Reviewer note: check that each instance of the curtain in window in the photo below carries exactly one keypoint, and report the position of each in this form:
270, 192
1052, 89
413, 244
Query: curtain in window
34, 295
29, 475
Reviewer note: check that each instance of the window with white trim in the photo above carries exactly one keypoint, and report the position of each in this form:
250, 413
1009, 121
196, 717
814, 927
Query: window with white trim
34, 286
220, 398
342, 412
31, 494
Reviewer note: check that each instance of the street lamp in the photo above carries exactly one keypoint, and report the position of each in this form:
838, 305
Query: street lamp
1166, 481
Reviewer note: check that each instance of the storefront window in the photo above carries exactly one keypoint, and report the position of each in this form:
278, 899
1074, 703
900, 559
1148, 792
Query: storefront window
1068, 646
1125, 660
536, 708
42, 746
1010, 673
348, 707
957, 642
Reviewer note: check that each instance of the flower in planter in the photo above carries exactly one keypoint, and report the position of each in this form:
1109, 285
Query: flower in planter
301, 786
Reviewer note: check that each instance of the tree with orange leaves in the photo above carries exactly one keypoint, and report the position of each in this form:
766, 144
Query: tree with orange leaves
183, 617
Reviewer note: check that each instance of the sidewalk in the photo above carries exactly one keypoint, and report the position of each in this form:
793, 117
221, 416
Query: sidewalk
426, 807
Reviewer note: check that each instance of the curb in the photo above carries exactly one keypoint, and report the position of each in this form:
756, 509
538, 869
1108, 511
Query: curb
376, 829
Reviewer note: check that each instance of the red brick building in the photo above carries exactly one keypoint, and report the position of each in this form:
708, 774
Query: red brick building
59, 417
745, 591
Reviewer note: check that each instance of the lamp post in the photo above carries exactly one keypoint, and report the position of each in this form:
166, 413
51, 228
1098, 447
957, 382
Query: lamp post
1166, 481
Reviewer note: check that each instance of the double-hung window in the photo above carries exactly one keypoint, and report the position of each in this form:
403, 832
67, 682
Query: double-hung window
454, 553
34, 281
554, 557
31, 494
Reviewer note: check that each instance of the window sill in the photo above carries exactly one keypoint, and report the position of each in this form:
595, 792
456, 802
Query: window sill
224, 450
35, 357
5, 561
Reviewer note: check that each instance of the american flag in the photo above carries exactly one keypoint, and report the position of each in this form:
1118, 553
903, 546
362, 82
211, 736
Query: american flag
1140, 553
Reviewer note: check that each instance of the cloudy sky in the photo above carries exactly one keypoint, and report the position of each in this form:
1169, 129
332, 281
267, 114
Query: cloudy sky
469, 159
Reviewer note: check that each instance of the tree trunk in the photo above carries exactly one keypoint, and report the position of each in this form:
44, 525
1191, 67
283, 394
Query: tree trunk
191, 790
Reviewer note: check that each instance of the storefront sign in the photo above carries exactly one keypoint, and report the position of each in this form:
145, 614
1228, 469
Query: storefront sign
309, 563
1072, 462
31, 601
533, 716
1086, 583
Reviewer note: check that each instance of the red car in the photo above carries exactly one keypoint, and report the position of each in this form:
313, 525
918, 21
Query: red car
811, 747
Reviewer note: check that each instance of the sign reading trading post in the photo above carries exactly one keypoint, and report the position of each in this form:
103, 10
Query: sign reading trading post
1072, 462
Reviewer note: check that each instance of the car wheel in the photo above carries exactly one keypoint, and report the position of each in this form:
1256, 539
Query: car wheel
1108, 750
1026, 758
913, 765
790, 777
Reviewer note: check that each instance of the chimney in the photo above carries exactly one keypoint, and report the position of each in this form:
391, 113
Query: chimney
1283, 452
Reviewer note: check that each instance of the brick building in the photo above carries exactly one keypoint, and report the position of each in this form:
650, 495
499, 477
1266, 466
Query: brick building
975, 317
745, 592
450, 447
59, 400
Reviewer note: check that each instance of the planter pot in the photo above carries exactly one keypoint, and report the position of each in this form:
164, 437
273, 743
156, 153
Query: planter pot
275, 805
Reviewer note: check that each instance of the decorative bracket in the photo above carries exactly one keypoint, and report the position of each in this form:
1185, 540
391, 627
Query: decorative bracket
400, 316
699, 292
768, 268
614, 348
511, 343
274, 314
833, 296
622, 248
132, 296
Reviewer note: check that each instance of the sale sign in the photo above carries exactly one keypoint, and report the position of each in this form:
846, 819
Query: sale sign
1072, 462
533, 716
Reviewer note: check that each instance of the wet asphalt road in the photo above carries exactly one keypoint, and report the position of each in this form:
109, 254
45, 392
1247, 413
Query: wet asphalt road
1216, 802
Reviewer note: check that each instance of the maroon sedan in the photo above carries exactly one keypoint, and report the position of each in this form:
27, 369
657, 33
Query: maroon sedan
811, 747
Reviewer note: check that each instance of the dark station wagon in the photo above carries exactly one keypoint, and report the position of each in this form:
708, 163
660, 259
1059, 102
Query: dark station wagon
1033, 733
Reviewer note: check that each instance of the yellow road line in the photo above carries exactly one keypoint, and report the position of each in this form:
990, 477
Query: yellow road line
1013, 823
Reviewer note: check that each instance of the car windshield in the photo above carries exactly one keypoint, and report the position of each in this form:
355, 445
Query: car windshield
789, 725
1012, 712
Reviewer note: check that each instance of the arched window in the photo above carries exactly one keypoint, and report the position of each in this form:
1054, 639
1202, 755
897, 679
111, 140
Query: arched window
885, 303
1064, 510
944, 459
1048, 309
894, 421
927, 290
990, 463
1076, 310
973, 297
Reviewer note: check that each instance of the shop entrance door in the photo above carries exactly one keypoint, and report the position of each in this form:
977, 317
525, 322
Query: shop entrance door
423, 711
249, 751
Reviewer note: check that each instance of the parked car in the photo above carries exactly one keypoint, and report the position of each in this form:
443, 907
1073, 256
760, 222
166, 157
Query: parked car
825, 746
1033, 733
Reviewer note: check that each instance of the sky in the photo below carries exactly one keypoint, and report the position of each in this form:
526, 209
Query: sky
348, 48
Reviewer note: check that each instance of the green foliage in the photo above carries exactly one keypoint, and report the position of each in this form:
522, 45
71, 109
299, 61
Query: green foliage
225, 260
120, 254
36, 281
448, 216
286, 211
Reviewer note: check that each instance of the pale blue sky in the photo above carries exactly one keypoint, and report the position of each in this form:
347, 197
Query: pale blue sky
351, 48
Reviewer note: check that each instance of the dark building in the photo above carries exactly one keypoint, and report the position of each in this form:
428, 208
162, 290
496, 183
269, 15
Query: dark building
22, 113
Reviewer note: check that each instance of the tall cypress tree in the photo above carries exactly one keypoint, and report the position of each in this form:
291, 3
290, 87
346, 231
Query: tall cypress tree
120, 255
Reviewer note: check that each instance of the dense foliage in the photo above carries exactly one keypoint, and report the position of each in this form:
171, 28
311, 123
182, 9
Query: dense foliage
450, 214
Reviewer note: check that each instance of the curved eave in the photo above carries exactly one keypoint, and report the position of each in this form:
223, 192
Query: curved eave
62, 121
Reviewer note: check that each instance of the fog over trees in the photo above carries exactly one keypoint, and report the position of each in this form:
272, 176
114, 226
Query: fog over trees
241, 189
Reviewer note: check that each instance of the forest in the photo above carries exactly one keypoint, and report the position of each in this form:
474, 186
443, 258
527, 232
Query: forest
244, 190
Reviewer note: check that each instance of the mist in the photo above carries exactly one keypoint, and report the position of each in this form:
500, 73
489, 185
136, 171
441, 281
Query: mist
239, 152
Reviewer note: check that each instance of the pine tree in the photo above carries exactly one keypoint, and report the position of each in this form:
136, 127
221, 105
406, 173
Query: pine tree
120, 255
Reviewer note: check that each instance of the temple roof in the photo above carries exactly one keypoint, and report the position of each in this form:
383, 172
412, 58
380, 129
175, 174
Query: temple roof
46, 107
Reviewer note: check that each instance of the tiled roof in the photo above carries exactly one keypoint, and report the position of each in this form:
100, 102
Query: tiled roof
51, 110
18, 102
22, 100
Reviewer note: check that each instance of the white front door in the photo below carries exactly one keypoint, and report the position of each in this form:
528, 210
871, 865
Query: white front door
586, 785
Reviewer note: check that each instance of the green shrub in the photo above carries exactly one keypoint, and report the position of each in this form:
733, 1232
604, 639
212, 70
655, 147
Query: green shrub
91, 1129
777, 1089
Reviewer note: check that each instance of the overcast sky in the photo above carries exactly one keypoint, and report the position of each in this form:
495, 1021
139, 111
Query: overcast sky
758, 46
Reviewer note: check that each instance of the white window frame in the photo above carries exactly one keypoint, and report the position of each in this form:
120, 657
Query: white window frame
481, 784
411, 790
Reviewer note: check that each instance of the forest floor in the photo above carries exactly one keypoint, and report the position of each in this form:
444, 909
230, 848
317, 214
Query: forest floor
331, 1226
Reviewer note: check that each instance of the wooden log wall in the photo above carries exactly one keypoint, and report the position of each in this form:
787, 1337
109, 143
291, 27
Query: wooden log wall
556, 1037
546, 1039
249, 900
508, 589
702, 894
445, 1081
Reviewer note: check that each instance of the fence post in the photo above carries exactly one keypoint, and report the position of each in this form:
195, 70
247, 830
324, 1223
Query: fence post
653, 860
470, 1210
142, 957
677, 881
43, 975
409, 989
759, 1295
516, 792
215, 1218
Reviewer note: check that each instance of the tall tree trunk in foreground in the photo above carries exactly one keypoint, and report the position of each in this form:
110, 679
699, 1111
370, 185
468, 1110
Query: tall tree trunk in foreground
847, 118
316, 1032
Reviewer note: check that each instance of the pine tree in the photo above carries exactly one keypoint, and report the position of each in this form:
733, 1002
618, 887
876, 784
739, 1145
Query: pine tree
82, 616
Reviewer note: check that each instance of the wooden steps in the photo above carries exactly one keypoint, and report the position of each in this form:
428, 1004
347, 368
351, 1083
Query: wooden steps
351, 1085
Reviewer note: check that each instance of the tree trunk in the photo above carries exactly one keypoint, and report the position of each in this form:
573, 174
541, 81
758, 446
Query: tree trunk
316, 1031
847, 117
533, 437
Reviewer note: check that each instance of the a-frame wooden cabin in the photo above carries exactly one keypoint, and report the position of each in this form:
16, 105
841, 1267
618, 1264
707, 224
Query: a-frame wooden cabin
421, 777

__WHAT IS BEING ASKED__: If a line in the data above holds the string "below", copy it.

__ANSWER FOR THE TASK__:
Reviewer note: check that each instance of the curtain in window in the photo below carries exactly one keypoint, and report the position of each in this form:
Reviewer note: check that each instance of the sky in the photo below carries exactly one keypoint, and report the position of each in this form:
Reviewer note: check that each instance of the white front door in the photo below carries exactly one keypoint, and report the position of each in this form:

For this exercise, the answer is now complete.